> Text segment:
WHEN Melbourne runs out on to Optus Stadium for its preliminary final clash against West Coast, two talismanic figures will be at the forefront of the long-suffering supporters' thoughts.
One of those – Nathan Jones – will be out on the turf, leading his Demons in pursuit of their first Grand Final berth in 18 years.
The other is Jim Stynes, the beloved champion player and administrator without whom the club might have ceased to exist 10 years ago.
Jones, 30, will equal Stynes' 264 career games on Saturday, a tally that ranks fourth behind David Neitz (306), Robbie Flower (272) and Adem Yze (271) on Melbourne's all-time list.
Stynes lost his battle with cancer six years ago but his legacy remains a core part of the club's story, and never more appreciated than in this week, when Melbourne returns to the preliminary finals.
It was a stage the ruckman graced four times in his 12-season career and one Irish AFL fan last week ensured that Jimmy's memory would be suitably honoured as the Demons rose again.
Gary Brady drove up to the Wicklow Mountains to the memorial that marks where Stynes' ashes were scattered and draped a Melbourne scarf over the headstone.

> Description of the task: In the article about Melbourne's preliminary final, where did Gary Brady drape a Melbourne scarf?

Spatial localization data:
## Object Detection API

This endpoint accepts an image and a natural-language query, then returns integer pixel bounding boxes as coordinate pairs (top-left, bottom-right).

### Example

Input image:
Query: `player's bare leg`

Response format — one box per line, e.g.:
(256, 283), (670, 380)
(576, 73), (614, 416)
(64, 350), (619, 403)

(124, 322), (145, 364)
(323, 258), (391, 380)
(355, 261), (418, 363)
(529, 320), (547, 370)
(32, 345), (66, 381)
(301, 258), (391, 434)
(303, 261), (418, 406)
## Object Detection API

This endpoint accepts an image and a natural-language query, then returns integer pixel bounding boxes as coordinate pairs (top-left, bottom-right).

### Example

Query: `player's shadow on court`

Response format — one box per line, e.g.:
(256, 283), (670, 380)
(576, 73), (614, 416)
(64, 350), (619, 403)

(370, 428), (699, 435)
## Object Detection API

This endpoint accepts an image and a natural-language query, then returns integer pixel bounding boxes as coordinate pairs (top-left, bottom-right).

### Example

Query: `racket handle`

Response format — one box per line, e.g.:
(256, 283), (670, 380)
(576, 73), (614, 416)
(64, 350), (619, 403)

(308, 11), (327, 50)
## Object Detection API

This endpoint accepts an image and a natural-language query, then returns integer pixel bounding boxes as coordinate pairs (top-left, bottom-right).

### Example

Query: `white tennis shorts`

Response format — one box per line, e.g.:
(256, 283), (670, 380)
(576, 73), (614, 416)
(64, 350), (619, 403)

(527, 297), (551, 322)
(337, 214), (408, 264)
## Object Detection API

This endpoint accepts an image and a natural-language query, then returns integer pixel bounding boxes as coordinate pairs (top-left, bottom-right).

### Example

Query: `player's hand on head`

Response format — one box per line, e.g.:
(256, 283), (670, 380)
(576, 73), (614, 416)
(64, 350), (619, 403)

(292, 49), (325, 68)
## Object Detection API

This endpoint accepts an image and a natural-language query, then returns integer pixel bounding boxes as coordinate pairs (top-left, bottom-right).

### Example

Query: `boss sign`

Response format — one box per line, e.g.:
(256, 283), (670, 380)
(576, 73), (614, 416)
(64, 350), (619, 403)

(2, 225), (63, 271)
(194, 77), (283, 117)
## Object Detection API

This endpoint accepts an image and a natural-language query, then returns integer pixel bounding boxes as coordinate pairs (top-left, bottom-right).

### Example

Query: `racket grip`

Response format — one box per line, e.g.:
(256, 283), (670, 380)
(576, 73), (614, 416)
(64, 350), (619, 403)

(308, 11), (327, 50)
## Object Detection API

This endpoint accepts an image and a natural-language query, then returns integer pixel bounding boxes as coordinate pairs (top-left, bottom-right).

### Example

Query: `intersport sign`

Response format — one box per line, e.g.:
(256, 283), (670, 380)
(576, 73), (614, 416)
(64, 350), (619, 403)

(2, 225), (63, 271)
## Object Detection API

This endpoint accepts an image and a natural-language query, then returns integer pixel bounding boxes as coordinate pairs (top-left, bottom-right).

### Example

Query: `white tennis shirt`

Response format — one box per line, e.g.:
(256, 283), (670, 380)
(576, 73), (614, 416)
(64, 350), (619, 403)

> Answer section: Over the headstone of the memorial in the Wicklow Mountains that marks where Jim Stynes' ashes were scattered.